Report every line in the listing below where the string "single" shows up.

┄┄┄┄┄┄┄┄┄┄┄┄┄┄┄┄┄┄┄┄

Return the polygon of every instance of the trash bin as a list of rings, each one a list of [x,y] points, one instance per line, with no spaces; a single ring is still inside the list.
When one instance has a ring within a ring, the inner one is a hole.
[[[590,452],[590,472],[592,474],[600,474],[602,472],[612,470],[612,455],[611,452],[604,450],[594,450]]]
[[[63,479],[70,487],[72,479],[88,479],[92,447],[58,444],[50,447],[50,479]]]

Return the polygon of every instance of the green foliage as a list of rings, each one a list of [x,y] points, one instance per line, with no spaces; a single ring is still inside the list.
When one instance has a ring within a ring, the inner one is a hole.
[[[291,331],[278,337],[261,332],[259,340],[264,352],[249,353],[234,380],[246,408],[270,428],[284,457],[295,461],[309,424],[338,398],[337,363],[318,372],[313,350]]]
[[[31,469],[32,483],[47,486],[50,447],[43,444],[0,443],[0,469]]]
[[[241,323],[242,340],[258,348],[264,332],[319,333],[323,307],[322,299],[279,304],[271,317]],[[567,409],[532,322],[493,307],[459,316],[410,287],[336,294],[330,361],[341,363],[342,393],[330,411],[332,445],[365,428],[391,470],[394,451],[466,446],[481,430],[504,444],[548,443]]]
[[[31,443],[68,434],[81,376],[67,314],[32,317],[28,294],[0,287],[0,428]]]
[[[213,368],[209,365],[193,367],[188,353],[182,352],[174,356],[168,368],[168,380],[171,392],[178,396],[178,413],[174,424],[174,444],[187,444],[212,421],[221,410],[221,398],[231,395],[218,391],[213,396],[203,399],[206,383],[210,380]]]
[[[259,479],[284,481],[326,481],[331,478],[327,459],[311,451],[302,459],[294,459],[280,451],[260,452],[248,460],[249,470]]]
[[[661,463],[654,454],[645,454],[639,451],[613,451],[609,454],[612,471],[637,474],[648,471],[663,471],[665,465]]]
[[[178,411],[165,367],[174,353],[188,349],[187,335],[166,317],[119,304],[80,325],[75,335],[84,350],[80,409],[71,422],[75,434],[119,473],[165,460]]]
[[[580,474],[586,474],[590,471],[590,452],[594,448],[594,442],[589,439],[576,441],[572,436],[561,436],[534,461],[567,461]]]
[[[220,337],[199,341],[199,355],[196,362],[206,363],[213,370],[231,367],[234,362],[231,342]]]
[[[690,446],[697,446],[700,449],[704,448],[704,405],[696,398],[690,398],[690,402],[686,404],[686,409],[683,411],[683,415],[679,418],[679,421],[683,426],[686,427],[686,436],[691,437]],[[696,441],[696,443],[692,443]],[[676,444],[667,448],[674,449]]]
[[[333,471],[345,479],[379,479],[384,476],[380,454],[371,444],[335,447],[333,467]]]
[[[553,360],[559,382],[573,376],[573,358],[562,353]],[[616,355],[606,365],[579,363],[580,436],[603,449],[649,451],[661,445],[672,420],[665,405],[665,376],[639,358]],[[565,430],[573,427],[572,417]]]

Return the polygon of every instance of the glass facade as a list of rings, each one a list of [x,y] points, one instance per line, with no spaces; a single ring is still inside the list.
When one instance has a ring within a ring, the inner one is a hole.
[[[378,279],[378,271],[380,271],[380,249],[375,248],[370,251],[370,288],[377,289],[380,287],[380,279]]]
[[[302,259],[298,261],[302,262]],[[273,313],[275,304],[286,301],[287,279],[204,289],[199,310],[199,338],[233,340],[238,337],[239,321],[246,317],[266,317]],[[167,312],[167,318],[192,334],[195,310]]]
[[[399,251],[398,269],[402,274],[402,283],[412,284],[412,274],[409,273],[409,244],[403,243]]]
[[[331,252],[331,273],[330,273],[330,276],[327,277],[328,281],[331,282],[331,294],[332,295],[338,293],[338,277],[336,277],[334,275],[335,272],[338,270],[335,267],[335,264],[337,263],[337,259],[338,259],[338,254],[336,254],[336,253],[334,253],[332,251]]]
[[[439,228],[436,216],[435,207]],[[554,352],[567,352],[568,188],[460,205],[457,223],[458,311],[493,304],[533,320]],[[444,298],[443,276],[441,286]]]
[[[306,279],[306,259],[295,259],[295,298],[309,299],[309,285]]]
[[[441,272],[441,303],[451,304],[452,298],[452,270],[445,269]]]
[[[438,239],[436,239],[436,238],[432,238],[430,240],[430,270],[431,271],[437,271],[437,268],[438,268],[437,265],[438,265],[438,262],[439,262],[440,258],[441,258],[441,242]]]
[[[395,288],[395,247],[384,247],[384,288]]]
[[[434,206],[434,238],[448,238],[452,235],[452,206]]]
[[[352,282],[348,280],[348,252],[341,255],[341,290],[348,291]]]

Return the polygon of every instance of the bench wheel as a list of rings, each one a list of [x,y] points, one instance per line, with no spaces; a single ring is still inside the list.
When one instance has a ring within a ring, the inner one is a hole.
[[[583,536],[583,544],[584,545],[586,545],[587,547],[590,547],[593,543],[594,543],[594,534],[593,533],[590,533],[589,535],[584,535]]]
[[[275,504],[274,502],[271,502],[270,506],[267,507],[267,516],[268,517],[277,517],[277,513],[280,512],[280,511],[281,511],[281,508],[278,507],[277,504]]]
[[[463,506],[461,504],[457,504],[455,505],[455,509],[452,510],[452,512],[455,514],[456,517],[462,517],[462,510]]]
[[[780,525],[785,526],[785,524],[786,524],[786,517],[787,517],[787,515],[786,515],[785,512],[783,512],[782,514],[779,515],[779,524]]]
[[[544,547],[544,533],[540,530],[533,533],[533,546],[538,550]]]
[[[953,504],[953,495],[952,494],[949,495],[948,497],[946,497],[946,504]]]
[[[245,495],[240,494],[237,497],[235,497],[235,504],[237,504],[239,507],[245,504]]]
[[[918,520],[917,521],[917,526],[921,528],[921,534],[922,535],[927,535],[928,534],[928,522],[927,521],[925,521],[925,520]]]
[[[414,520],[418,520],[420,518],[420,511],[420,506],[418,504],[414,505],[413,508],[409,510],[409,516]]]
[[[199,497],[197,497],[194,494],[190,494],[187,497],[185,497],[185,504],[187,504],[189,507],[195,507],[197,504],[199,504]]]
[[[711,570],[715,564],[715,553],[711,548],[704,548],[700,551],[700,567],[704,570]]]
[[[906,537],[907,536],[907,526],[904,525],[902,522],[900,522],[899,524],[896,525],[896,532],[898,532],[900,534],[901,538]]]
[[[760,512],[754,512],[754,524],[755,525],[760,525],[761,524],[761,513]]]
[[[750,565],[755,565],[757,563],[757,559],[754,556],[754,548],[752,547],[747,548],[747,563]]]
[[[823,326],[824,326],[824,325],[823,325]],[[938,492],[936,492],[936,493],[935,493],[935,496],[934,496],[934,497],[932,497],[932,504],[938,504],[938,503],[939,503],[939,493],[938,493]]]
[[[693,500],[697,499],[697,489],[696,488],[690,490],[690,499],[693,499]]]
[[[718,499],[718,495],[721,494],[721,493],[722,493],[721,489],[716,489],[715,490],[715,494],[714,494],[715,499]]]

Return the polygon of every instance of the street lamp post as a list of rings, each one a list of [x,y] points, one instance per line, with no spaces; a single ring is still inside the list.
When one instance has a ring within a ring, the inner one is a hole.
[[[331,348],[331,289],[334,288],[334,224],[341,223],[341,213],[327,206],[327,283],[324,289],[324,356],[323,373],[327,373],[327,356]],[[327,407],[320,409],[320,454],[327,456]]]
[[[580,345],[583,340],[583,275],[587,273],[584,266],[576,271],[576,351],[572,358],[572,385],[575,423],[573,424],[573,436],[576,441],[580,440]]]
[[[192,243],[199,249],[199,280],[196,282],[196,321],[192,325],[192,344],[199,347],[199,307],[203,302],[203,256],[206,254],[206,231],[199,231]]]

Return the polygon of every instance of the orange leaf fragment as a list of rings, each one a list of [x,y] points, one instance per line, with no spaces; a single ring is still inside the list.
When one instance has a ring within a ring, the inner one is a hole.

┄┄┄┄┄┄┄┄┄┄┄┄┄┄┄┄┄┄┄┄

* **Reply to the exercise**:
Return the polygon of every instance of the trash bin as a list of rings, each one a list of [x,y] points, one instance per line, with no spaces; a single ring is still inside the list.
Return the polygon of every instance of the green foliage as a list of rings, each one a list of [x,y] points, one instance per line, with no spaces; a single ring is still inside the list.
Return the polygon of every instance of the glass facade as a list of rings, each one a list of [x,y] points, one instance per line, with no spaces; a single ring is still inside the list.
Return the polygon of every instance of the bench wheel as a list of rings, each one a list of [x,y] points, one instance per line, with no spaces; a single ring is still inside the list.
Return the polygon of every instance of the street lamp post as a list of rings, each one a list of [x,y] points, one instance per line, with no spaces; a single ring is still inside the list.
Return the polygon of every instance of the orange leaf fragment as a list of rings, each one a list of [x,y] points, one instance per line, with no spaces; a single ring is still inside the list.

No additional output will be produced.